Directions for this task: Write out the listing in full, matching it word for word.

** START **

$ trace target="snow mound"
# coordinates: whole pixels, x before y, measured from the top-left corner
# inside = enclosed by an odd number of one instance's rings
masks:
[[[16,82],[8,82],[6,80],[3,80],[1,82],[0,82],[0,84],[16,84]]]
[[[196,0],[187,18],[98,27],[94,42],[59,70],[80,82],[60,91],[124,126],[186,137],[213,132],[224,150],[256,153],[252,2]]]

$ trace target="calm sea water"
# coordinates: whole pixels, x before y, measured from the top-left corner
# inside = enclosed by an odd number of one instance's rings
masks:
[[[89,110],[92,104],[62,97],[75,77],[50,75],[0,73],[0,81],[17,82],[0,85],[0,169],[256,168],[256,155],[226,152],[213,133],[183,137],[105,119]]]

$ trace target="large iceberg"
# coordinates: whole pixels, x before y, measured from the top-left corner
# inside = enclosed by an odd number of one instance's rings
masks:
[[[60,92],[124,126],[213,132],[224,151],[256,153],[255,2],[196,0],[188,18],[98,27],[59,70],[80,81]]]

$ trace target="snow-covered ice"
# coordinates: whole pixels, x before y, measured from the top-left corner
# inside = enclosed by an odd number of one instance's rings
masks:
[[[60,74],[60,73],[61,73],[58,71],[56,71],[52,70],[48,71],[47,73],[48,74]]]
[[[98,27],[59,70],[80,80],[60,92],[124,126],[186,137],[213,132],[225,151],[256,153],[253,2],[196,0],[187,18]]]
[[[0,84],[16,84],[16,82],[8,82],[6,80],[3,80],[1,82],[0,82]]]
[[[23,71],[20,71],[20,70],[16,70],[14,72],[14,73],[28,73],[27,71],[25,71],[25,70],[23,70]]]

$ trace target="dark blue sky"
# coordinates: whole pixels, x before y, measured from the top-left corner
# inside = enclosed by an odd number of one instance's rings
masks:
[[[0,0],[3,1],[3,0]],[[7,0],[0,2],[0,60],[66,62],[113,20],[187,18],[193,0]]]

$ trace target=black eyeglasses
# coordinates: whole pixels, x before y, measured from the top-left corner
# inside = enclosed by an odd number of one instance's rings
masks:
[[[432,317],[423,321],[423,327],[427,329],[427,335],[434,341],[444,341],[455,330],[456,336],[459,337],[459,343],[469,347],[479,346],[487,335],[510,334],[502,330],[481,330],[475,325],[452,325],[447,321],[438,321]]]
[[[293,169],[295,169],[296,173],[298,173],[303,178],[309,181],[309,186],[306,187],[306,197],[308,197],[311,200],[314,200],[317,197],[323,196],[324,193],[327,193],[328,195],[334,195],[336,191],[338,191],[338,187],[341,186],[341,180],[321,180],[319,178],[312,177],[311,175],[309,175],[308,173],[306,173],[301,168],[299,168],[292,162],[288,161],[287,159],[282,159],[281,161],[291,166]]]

** END **

Task output:
$ trace target="snow mound"
# coordinates: whole pixels, x before y, measured from the top-left corner
# inside = enclosed by an odd number of one instance's rings
masks:
[[[16,82],[8,82],[6,80],[3,80],[1,82],[0,82],[0,84],[16,84]]]
[[[196,0],[187,18],[98,27],[94,42],[59,70],[80,82],[60,91],[124,126],[186,137],[213,132],[224,150],[256,153],[252,2]]]

$ trace target="calm sea water"
# coordinates: whole pixels, x before y, measured from the top-left corner
# inside = enclosed by an odd number of one instance's rings
masks:
[[[89,110],[92,104],[62,97],[75,77],[50,75],[0,73],[0,81],[17,82],[0,85],[0,169],[256,168],[256,155],[226,152],[213,133],[183,137],[105,119]]]

$ trace target="large iceberg"
# coordinates: whole pixels, x before y, measured from the top-left corner
# inside = enclosed by an odd number of one instance's rings
masks:
[[[60,92],[124,126],[213,132],[224,151],[256,153],[255,2],[196,0],[188,18],[98,27],[59,70],[80,81]]]

$ trace target="snow-covered ice"
# coordinates: whole pixels, x before y, measured from the top-left corner
# inside = enclosed by an odd number of one instance's rings
masks:
[[[60,74],[60,73],[61,73],[58,71],[56,71],[52,70],[48,71],[47,73],[48,74]]]
[[[98,27],[59,70],[80,80],[60,92],[124,126],[186,137],[213,132],[225,151],[256,153],[253,2],[196,0],[187,18]]]
[[[0,84],[16,84],[16,82],[8,82],[6,80],[3,80],[1,82],[0,82]]]
[[[23,71],[20,71],[20,70],[16,70],[14,72],[14,73],[28,73],[27,71],[25,71],[25,70],[23,70]]]

$ trace target="dark blue sky"
# coordinates: whole pixels, x before y, measured from the top-left corner
# inside = enclosed by an odd number of one instance's rings
masks:
[[[0,0],[3,1],[3,0]],[[7,0],[0,2],[0,60],[66,62],[113,20],[187,18],[193,0]]]

$ trace target=black eyeglasses
# coordinates: whole pixels, x before y, measured from the top-left corner
# inside = enclosed by an odd number of one instance's rings
masks:
[[[432,317],[423,321],[423,327],[427,329],[427,335],[434,341],[444,341],[455,330],[456,336],[459,337],[459,343],[469,347],[479,346],[487,335],[510,334],[502,330],[481,330],[475,325],[452,325],[447,321],[438,321]]]
[[[293,169],[295,169],[296,173],[298,173],[303,178],[309,181],[309,186],[306,187],[306,197],[308,197],[311,200],[314,200],[317,197],[323,196],[324,193],[327,193],[328,195],[334,195],[336,191],[338,191],[338,187],[341,186],[341,180],[321,180],[319,178],[312,177],[311,175],[309,175],[308,173],[306,173],[301,168],[299,168],[292,162],[288,161],[287,159],[282,159],[281,161],[291,166]]]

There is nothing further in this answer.